> _Problem description_
Go through the entries below and print each one exactly, leaving out pictures.

[Saved entries]
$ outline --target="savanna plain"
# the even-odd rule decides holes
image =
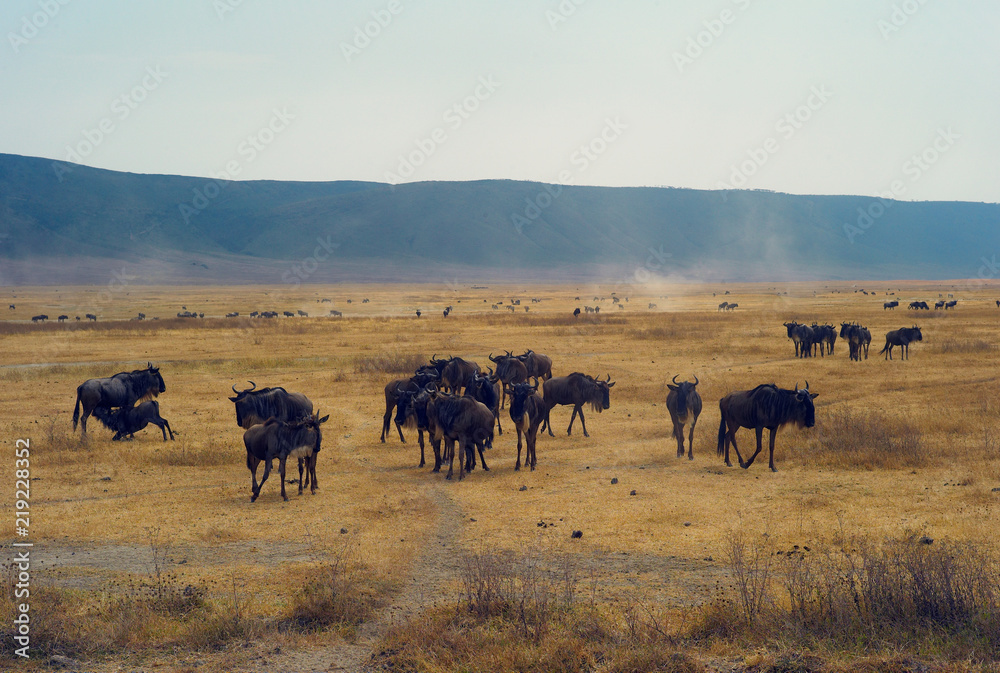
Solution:
[[[590,284],[2,292],[0,500],[13,531],[14,447],[30,440],[34,544],[32,658],[15,663],[7,566],[4,670],[1000,670],[1000,289],[620,286],[621,309]],[[906,308],[949,294],[953,309]],[[97,322],[74,319],[94,306]],[[601,310],[572,315],[584,306]],[[838,339],[796,358],[791,320],[866,325],[869,355]],[[878,354],[914,324],[908,360]],[[590,437],[556,407],[537,469],[515,471],[504,409],[489,471],[461,481],[431,471],[429,447],[417,466],[414,429],[379,441],[390,380],[434,355],[485,369],[528,348],[555,376],[615,382],[609,409],[584,409]],[[76,387],[147,363],[176,440],[150,426],[112,442],[93,418],[82,440]],[[665,408],[675,375],[704,401],[693,460]],[[274,472],[250,502],[228,399],[247,381],[330,415],[314,495],[289,484],[283,502]],[[726,467],[719,399],[806,381],[816,425],[779,431],[778,471],[766,432],[749,469]],[[746,455],[753,431],[737,438]]]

> _Response to the exercise_
$ outline --target="savanna plain"
# the even-odd rule decides holes
image =
Solution:
[[[590,284],[2,292],[0,500],[13,531],[14,447],[30,440],[34,544],[32,658],[15,663],[7,566],[4,670],[1000,670],[1000,289],[620,286],[621,309]],[[906,308],[949,294],[953,309]],[[97,322],[74,319],[94,306]],[[601,310],[572,315],[584,306]],[[838,339],[796,358],[791,320],[866,325],[869,355]],[[878,354],[914,324],[908,360]],[[590,437],[556,407],[537,469],[515,471],[504,409],[489,471],[461,481],[431,471],[429,447],[417,466],[414,429],[379,441],[390,380],[434,355],[485,369],[528,348],[555,376],[615,382],[609,409],[584,409]],[[76,387],[147,363],[176,440],[150,426],[112,442],[93,418],[82,440]],[[665,408],[675,375],[704,401],[693,460]],[[274,472],[250,502],[228,399],[247,381],[330,415],[314,495],[289,484],[283,502]],[[726,467],[719,399],[806,381],[816,425],[779,431],[778,471],[766,432],[749,469]],[[746,455],[753,431],[737,438]]]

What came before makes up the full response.